*Enunciado 1*
Atualize um trecho do texto sobre Saramago: comece nas palavras "Com Saramago, por" e pare depois de "projeção que ocupava.", trocando "porta-voz" por "intérprete".
*Enunciado 2*
Diga se cada afirmação concorda com o texto sobre Saramago, respondendo sim ou não e citando as palavras decisivas do texto: (a) o autor chorou a morte de Saramago como se tivesse perdido um pai; (b) o autor se coloca no lugar de fã de Saramago; (c) Saramago acreditava que era possível separar a pessoa civil do escritor.

*Fonte*
José Saramago: irreperável perda
Por Pedro Fernandes
Abro este blog ainda marcado pelo imenso vazio que se fez no início desta manhã e que se expandiu com a leitura em sites e jornais diversos agora há pouco. Chorei a morte de José Saramago como se tivesse perdido um pai. É o leitor-admirador, sem as amarras do leitor-crítico, quem fala. Minha relação com a pessoa José Saramago se deu pela sua obra, afinal nunca fui um leitor guiado primeiro pelo efeito tiete do escritor. Também cumpro bem minha recusa pela moda ou o lugar do fã. Todo fanatismo, ele próprio concordaria, é cego e burro.
Com Saramago, por através da obra e do seu pensamento dialogamos; sim, porque o escritor português foi dos que acreditaram sobre a impossibilidade de separar a pessoa civil do escritor pessoa do autor da obra. Um e outro, dizia, estão implicados. E justo por essa razão, e pelo cuidado que sempre teve em lidar com toda sorte de questões sobre a comunidade humana, ele me era, como para muitos, certo porta-voz para o mundo porque tinha a capacidade de dizer sobre as nossas inquietudes com a vantagem de ocupar o lugar de projeção que ocupava.

Itens de rotulagem de contornos
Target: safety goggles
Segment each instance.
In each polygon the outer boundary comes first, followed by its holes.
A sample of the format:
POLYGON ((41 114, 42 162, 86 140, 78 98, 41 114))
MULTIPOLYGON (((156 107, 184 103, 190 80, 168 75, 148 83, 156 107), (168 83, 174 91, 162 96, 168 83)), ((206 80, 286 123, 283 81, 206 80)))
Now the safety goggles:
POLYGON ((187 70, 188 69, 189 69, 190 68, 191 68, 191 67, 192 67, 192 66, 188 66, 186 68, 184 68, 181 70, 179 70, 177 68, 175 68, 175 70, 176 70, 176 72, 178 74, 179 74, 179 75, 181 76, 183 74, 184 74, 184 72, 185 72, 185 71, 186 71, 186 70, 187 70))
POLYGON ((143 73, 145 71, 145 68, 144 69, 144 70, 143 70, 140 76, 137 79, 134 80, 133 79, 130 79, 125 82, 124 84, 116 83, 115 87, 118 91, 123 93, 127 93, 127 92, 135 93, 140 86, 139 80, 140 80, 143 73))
--
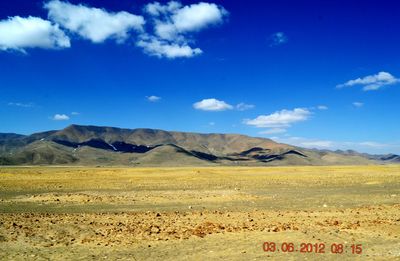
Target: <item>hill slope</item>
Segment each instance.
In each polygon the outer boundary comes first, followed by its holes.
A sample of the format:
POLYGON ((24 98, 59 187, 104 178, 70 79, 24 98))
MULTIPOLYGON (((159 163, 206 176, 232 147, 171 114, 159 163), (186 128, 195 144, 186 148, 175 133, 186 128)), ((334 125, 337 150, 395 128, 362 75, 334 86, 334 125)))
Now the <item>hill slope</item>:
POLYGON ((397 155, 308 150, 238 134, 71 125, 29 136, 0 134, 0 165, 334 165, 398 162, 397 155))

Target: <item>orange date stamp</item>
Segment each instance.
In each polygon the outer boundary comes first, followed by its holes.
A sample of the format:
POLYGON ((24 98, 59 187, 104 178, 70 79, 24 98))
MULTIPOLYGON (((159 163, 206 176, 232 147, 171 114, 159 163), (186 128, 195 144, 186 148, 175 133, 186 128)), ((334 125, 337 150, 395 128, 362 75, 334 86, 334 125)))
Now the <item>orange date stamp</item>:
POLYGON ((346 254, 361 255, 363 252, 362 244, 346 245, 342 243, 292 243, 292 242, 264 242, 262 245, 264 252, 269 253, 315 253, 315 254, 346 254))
==
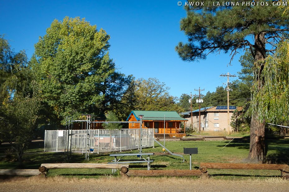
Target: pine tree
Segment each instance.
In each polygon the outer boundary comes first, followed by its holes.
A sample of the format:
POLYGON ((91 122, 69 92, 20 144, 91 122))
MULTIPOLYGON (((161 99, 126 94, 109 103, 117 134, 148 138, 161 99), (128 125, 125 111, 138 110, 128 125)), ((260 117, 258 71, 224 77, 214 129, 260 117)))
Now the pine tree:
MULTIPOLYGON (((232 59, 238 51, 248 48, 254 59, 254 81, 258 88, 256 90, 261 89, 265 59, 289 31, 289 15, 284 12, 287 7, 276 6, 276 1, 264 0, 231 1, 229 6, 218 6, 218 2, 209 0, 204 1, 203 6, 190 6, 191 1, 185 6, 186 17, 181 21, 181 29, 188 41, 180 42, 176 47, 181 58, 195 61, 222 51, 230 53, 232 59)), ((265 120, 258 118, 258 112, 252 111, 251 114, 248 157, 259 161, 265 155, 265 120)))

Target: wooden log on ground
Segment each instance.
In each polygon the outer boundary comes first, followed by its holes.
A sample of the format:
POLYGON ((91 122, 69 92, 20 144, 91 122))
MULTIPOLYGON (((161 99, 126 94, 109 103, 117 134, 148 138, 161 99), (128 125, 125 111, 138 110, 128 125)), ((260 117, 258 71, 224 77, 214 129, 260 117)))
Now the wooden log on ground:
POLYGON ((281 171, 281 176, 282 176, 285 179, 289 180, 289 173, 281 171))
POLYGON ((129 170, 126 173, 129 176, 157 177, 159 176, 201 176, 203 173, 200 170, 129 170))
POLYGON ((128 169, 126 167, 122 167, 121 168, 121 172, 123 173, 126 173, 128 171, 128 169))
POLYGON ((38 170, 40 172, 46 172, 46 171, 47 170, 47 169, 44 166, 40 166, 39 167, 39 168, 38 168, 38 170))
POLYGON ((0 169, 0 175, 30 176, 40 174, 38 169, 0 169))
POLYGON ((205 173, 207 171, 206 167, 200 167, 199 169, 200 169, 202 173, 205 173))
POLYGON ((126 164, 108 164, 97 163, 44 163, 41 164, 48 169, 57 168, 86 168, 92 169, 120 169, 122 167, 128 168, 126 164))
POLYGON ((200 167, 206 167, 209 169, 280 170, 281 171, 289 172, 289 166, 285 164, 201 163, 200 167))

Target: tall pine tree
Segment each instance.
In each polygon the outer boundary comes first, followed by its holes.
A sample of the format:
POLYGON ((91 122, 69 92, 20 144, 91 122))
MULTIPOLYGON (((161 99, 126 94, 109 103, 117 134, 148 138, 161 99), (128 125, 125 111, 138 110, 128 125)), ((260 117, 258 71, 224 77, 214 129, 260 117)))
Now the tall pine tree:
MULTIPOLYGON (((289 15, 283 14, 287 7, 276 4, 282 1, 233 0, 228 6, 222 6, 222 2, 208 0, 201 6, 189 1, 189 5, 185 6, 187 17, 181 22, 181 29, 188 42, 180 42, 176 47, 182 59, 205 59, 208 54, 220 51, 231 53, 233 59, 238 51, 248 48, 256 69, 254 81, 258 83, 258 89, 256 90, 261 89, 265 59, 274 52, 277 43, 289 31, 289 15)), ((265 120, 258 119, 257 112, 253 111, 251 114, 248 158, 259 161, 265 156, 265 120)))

*Resultado 1*
Com Saramago, por através da obra e do seu pensamento dialogamos; sim, porque o escritor português foi dos que acreditaram sobre a impossibilidade de separar a pessoa civil do escritor pessoa do autor da obra. Um e outro, dizia, estão implicados. E justo por essa razão, e pelo cuidado que sempre teve em lidar com toda sorte de questões sobre a comunidade humana, ele me era, como para muitos, certo intérprete para o mundo porque tinha a capacidade de dizer sobre as nossas inquietudes com a vantagem de ocupar o lugar de projeção que ocupava.

*Resultado 2*
(a) Sim: "Chorei a morte de José Saramago como se tivesse perdido um pai."
(b) Não: "Também cumpro bem minha recusa pela moda ou o lugar do fã."
(c) Não: "foi dos que acreditaram sobre a impossibilidade de separar a pessoa civil do escritor"